**PASSAGE**:
_ _ _ _

# crazy day



## Mpc_mhayes (Nov 27, 2012)

Well it started with a Plumber I know calling me out because he got his drum machine stuck in some roots. I get there and about 1 hour later I get it unhung. So I get out the see snake and find the problem. 3 feet deep. The house had been sitting for 4 years and roots where all in the line. I don't have a jetter so its time to dig. I go rent a backhoe. Find the 1st problem and fix it. Well about 15 ft from there we find more roots. Only thing now is its 11 feet deep. Went to cut the pipe with a wire saw and my helper should have pull my camera back 2 more feet. So now I have to get it repaired. And it took a lot more time then I priced it for. What can I say. You win some you lose some.


----------



## younger-plumber (Sep 12, 2008)

its about $800 to fix a cut camera line i think... i heard another fella here talking about the same thing.
and funny thing is he blames his helper too! hahaha


----------



## Plumberman (Jul 7, 2008)

That's why I always pulled mine completely out from down hole before any cutting took place...

Rule #1- The journeyman is always right
Rule #2- If the journeyman is wrong, refer back to #1

Lol

Dang ole helpers!


----------



## theplungerman (Oct 26, 2011)

Mpc_mhayes said:


> Well it started with a Plumber I know calling me out because he got his drum machine stuck in some roots. I get there and about 1 hour later I get it unhung. So I get out the see snake and find the problem. 3 feet deep. The house had been sitting for 4 years and roots where all in the line. I don't have a jetter so its time to dig. I go rent a backhoe. Find the 1st problem and fix it. Well about 15 ft from there we find more roots. Only thing now is its 11 feet deep. Went to cut the pipe with a wire saw and my helper should have pull my camera back 2 more feet. So now I have to get it repaired. And it took a lot more time then I priced it for. What can I say. You win some you lose some.

_ _ _ _

**DATA SECTION**:
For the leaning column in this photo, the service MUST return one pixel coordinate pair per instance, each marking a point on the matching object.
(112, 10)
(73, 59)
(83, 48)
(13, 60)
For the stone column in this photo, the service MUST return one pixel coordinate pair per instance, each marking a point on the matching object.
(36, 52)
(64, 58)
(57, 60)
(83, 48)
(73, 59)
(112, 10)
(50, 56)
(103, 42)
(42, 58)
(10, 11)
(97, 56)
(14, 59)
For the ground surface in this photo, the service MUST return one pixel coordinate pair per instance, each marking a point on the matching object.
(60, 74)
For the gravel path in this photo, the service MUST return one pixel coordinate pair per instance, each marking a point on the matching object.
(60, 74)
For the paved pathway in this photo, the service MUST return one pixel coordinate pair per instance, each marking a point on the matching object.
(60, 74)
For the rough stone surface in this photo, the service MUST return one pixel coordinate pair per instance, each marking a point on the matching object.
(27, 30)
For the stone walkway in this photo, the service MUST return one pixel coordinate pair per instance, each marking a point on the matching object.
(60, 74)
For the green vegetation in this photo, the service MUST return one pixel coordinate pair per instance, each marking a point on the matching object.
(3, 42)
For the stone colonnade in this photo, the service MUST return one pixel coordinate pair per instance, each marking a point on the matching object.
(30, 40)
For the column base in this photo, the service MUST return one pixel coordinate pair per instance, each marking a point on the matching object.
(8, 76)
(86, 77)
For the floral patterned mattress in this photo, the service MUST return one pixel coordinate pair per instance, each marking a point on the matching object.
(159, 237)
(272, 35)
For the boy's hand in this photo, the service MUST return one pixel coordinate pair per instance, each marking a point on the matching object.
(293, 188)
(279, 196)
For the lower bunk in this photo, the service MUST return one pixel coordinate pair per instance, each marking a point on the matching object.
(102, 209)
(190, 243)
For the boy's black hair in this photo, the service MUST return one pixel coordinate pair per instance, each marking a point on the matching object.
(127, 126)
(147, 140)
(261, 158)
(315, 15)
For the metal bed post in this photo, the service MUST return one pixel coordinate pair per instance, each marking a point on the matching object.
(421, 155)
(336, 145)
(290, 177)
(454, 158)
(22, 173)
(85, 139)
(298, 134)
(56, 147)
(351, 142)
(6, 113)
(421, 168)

_ _ _ _

**WRITTEN INSTRUCTION**: Carry on the forum thread about the sewer camera cut during a root repair, starting after the last line shown.

**RESULT FOR THIS EXERCISE**:
J d Coleman does a reterm for about 300.
I ran for parts 1 time and got back just in time b4 my guy started up the grinder. I forgot and left the camera in the pipe.


----------



## Mpc_mhayes (Nov 27, 2012)

Plumberman said:


> That's why I always pulled mine completely out from down hole before any cutting took place...
> 
> Rule #1- The journeyman is always right
> Rule #2- If the journeyman is wrong, refer back to #1
> ...


 
This guy will never be a Journeyman. He is a little slow in the head. Forest Gump without jenny and the money. I only use him for Digging by hand or heavy lifting.


----------



## Plumberman (Jul 7, 2008)

Mpc_mhayes said:


> This guy will never be a Journeyman. He is a little slow in the head. Forest Gump without jenny and the money. I only use him for Digging by hand or heavy lifting.


And cutting camera heads...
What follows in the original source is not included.